Input for this task:
====
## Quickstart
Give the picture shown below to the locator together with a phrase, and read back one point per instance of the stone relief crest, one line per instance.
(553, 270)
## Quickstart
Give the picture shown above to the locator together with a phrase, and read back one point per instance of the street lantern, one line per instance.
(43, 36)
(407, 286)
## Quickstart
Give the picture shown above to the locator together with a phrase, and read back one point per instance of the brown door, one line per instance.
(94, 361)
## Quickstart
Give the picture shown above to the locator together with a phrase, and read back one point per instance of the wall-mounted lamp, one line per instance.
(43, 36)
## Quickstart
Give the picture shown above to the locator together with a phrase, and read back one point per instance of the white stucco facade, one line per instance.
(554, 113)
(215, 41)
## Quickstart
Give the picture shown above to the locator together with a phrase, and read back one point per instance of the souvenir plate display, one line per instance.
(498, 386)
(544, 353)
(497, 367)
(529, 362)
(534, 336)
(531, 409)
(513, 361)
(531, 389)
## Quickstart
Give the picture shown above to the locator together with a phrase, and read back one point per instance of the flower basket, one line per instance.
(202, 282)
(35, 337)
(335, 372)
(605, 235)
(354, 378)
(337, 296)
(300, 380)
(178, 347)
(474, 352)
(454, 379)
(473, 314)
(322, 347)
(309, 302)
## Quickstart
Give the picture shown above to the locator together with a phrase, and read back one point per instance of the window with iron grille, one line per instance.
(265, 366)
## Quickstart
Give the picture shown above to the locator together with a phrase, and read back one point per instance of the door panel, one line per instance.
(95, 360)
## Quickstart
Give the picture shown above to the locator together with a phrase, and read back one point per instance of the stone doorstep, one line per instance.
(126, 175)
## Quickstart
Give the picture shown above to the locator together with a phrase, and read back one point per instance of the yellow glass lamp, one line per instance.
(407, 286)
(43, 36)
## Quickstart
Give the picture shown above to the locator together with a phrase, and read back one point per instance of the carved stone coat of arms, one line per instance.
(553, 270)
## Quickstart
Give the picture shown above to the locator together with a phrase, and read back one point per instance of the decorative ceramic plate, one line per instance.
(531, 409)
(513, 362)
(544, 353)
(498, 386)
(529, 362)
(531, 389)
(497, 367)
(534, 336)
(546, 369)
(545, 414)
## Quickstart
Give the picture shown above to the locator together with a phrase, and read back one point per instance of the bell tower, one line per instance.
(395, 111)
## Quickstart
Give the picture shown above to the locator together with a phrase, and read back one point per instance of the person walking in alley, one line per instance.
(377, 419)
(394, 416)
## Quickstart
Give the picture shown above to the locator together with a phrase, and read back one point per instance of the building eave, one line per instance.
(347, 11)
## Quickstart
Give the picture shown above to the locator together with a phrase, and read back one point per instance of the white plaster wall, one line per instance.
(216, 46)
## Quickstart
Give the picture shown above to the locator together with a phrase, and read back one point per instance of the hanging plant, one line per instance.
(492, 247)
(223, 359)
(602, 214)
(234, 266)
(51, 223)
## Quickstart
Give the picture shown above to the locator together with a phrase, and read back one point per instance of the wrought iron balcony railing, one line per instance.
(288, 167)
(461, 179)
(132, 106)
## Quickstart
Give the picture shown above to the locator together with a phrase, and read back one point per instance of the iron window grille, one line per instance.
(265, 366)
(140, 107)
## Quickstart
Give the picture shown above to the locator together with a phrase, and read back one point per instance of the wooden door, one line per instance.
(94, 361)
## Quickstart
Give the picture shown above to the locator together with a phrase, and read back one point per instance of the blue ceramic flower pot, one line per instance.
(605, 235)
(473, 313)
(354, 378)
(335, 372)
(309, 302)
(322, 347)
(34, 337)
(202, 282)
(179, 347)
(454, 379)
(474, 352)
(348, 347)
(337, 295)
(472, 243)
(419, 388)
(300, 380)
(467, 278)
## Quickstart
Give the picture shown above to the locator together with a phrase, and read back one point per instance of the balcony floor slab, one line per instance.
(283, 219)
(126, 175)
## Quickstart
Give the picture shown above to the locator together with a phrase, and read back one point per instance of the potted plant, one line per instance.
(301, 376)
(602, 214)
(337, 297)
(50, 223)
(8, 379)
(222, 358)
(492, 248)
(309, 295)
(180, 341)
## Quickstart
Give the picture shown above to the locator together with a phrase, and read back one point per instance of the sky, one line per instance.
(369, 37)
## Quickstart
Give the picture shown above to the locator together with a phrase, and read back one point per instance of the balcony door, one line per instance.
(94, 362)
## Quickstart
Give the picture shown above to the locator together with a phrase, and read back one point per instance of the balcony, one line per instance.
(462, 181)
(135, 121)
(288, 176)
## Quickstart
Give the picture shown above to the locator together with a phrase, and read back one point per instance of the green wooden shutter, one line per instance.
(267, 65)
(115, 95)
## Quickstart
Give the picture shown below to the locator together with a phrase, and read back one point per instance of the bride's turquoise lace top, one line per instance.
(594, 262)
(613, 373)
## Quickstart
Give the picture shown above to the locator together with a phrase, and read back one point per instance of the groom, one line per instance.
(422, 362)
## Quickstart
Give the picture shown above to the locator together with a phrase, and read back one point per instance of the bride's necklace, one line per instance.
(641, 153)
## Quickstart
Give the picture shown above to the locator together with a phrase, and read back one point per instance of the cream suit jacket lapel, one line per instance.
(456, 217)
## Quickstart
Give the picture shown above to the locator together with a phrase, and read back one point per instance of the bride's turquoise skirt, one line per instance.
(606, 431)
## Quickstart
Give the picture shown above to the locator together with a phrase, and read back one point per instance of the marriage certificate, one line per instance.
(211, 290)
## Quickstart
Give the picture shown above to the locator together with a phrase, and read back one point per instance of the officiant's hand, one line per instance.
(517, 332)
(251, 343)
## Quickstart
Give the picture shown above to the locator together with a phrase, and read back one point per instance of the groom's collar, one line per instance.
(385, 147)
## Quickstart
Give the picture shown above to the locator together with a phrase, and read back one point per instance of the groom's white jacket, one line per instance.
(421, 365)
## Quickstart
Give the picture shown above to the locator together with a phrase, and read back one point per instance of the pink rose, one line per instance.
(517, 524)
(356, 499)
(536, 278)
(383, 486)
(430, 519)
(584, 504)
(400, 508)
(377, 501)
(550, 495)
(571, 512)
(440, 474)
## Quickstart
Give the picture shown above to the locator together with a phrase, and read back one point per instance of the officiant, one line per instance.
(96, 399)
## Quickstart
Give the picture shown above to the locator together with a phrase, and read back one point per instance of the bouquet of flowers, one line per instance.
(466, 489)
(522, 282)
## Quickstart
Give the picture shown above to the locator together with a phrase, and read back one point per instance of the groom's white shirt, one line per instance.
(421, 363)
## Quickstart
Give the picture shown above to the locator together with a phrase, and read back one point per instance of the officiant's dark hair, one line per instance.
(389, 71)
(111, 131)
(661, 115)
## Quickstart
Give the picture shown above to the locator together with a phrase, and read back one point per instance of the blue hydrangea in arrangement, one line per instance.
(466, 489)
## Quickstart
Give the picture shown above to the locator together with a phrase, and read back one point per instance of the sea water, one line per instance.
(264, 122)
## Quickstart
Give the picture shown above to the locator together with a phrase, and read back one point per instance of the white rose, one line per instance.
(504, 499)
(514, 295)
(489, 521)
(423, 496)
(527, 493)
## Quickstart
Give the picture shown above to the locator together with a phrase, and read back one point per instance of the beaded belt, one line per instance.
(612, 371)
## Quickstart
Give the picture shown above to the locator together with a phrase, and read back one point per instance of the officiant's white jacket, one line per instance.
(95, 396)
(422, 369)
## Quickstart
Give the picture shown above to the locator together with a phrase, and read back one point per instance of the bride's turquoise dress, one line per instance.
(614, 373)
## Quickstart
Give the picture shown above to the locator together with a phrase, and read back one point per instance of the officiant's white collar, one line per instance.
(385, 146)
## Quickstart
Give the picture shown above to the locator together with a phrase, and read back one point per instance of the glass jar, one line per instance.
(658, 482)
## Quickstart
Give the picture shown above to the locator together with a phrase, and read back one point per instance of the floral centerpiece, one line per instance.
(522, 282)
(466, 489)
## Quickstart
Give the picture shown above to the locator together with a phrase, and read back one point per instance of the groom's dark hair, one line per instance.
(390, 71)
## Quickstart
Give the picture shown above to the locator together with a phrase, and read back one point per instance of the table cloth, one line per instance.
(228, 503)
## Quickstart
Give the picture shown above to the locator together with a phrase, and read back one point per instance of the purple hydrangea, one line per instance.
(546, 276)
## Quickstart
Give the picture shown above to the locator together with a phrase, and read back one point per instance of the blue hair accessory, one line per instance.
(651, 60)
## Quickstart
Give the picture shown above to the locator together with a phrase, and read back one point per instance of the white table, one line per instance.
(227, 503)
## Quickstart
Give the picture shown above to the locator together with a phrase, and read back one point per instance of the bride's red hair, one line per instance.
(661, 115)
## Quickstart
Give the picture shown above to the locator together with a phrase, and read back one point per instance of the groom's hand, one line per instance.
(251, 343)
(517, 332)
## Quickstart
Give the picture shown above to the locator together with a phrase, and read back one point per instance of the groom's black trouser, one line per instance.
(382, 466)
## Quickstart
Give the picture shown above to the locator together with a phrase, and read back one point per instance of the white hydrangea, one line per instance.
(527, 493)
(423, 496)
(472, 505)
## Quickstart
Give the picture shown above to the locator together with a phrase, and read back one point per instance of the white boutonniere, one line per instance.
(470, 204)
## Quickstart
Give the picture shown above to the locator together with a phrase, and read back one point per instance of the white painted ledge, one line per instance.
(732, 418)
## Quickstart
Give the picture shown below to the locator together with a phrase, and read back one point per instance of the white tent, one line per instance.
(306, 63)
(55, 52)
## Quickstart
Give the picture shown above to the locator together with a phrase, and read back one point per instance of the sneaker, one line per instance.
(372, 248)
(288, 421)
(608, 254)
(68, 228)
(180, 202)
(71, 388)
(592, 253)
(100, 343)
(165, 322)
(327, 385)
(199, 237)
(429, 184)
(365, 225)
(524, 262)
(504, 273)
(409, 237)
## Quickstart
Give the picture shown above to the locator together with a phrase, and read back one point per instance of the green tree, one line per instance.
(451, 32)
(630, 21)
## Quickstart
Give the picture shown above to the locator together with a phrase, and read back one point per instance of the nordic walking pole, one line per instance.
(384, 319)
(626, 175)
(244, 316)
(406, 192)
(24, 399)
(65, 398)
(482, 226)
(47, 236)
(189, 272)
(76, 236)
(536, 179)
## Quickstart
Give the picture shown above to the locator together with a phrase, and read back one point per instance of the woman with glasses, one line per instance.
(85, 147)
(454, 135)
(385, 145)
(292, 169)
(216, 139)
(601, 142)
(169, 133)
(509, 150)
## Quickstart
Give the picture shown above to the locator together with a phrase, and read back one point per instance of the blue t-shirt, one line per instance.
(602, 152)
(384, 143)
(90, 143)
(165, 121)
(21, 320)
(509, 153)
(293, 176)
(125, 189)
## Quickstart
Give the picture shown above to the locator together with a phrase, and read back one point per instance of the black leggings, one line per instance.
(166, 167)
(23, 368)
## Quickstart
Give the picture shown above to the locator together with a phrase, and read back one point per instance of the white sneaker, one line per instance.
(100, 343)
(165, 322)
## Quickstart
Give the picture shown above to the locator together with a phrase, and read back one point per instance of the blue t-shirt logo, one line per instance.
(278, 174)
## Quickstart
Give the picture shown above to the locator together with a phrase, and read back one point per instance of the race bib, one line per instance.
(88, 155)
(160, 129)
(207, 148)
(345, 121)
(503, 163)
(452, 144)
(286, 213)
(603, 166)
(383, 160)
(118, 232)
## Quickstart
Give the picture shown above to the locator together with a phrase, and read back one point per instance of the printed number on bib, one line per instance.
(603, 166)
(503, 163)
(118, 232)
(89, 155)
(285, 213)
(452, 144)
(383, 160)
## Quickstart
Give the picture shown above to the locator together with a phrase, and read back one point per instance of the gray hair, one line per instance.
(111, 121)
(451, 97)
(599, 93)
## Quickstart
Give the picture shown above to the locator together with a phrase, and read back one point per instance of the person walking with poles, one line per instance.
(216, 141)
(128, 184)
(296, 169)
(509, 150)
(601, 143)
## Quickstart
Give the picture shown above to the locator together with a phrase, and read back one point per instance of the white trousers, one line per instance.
====
Problem:
Please collect every line of the rows above that contains the word "jacket", and copy each one.

Complete response:
Give the picture shown above to the locator together with a phrase, and read back one point per instance of the cream suit jacket lapel, one line per instance.
Give the picture shown above to the locator together with a phrase, and read back one point per instance of the groom's white jacket, one line per instance.
Give the picture shown above to the locator together with a phrase, and read back one point per instance of the officiant's white jacket, one line per instance.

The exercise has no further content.